### Goal of the exercise
Everything from the line that contains "Guideline: for every instance of the window opening, the" through the final line of the records should be written out exactly, and nothing outside that span.
# start of Records supplied
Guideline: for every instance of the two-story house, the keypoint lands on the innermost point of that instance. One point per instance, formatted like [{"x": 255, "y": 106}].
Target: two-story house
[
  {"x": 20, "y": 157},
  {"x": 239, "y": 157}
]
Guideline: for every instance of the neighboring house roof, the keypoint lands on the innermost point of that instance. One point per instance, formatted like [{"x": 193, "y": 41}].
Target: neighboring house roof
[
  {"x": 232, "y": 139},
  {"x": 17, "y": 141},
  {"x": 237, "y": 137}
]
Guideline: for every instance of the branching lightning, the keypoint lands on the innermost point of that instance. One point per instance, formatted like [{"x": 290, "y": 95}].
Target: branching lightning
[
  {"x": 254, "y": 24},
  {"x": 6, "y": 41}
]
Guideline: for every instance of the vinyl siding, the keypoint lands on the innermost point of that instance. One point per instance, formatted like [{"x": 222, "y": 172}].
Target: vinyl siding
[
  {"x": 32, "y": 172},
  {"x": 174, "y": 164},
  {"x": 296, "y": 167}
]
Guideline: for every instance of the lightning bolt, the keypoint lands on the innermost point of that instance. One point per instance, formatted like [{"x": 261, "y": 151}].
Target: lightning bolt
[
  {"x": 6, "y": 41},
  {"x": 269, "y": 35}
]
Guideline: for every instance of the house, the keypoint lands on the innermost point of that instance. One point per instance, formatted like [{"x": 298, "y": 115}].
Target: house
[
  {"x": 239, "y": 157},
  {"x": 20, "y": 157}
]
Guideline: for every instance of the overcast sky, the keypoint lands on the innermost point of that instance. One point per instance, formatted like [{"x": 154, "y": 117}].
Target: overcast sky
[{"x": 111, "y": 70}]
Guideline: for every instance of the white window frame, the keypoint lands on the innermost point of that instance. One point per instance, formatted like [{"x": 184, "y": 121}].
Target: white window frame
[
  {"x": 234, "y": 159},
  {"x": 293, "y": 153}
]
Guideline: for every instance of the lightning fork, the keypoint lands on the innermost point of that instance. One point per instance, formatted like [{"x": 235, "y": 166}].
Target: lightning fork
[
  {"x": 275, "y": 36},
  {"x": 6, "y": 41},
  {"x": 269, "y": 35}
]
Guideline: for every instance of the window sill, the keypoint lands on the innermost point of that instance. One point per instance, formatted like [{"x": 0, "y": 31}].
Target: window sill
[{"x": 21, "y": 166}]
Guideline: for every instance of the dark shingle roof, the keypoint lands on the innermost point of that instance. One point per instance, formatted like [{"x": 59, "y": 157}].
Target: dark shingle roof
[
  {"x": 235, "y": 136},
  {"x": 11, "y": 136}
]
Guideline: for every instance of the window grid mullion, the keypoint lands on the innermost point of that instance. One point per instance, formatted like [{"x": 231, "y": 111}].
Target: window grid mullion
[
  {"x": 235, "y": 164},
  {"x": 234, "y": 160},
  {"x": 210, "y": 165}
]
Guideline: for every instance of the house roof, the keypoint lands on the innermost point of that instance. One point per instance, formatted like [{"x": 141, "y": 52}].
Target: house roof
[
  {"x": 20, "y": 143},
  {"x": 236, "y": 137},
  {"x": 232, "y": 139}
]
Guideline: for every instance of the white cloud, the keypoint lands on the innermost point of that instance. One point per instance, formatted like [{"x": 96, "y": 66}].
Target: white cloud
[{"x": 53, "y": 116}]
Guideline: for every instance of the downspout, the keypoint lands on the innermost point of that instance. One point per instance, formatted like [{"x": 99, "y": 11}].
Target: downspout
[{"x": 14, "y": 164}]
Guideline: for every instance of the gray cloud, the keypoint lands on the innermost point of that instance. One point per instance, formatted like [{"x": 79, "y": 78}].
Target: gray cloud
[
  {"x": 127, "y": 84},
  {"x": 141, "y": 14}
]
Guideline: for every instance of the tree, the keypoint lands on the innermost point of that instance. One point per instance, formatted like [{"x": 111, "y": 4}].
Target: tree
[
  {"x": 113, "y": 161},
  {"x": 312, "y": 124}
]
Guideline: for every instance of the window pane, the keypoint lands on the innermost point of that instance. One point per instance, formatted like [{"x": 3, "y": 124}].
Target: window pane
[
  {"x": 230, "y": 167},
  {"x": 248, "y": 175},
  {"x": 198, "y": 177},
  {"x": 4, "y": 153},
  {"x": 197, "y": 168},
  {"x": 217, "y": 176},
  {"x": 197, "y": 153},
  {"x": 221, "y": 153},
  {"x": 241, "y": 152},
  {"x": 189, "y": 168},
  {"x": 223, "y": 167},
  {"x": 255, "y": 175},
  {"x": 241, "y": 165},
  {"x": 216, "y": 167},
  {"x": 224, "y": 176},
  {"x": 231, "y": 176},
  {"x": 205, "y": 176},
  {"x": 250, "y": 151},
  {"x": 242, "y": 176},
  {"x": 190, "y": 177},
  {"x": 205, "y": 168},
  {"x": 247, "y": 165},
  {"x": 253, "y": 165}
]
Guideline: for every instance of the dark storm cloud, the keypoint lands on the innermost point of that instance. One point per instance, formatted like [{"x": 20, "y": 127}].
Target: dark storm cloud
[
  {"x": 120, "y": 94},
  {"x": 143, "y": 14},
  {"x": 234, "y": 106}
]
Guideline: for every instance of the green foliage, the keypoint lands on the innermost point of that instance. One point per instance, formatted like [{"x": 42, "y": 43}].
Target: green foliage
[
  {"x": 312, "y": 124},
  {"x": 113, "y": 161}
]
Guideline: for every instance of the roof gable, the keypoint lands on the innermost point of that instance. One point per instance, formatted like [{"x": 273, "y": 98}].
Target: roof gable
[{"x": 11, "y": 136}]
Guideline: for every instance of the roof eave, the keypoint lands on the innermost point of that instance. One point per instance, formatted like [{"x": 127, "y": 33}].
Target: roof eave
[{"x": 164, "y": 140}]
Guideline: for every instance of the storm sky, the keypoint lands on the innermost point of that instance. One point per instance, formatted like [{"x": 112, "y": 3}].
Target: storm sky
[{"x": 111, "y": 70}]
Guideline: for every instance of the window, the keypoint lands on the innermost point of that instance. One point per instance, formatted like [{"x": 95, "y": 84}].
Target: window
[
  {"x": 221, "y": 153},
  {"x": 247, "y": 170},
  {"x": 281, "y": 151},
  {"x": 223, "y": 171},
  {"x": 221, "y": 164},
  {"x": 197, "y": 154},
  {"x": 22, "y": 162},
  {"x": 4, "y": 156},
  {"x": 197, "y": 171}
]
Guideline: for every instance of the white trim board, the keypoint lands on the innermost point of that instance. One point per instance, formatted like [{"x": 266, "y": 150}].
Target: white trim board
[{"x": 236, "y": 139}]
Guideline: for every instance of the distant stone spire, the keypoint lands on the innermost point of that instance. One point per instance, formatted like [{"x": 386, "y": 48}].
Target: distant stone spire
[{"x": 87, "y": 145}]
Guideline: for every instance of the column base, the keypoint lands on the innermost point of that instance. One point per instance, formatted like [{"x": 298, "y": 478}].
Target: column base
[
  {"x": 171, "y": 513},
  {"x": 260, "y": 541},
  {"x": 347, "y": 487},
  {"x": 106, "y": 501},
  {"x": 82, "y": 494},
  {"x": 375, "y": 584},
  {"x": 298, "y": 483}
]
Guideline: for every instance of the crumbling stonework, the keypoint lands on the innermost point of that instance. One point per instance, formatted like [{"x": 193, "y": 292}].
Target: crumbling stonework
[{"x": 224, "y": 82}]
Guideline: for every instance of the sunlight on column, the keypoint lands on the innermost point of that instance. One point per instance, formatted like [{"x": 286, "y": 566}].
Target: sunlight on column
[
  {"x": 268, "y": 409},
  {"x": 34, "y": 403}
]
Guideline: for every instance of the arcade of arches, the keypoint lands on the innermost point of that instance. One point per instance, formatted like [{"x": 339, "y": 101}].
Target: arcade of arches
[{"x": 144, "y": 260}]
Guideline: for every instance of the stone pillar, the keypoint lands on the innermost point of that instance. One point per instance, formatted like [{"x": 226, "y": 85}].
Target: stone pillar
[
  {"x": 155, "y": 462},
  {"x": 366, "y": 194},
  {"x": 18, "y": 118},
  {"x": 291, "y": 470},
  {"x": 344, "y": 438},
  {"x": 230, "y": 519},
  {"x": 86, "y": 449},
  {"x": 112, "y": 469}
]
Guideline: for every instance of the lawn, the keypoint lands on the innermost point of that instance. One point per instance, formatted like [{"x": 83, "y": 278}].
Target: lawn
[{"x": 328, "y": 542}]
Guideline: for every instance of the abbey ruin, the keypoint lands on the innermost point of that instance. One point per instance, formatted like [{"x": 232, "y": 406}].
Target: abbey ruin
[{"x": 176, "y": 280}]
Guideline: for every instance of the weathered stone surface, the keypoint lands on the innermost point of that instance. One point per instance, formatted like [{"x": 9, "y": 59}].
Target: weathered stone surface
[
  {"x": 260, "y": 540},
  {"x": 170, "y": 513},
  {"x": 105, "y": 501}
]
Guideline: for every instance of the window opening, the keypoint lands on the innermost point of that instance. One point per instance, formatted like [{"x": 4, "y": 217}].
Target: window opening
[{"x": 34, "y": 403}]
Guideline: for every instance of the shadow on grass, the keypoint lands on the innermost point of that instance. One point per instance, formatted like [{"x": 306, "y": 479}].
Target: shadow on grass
# end of Records supplied
### Output of the exercise
Guideline: for every instance of the window opening, the keypoint lands on the innermost point of that instance. One point per instance, formatted like [{"x": 4, "y": 217}].
Target: window opening
[{"x": 34, "y": 403}]
Guideline: for every instance of the shadow on grass, the keypoint lands on the innermost point of that instance. One point per instance, formatted like [{"x": 306, "y": 479}].
Target: shadow on grass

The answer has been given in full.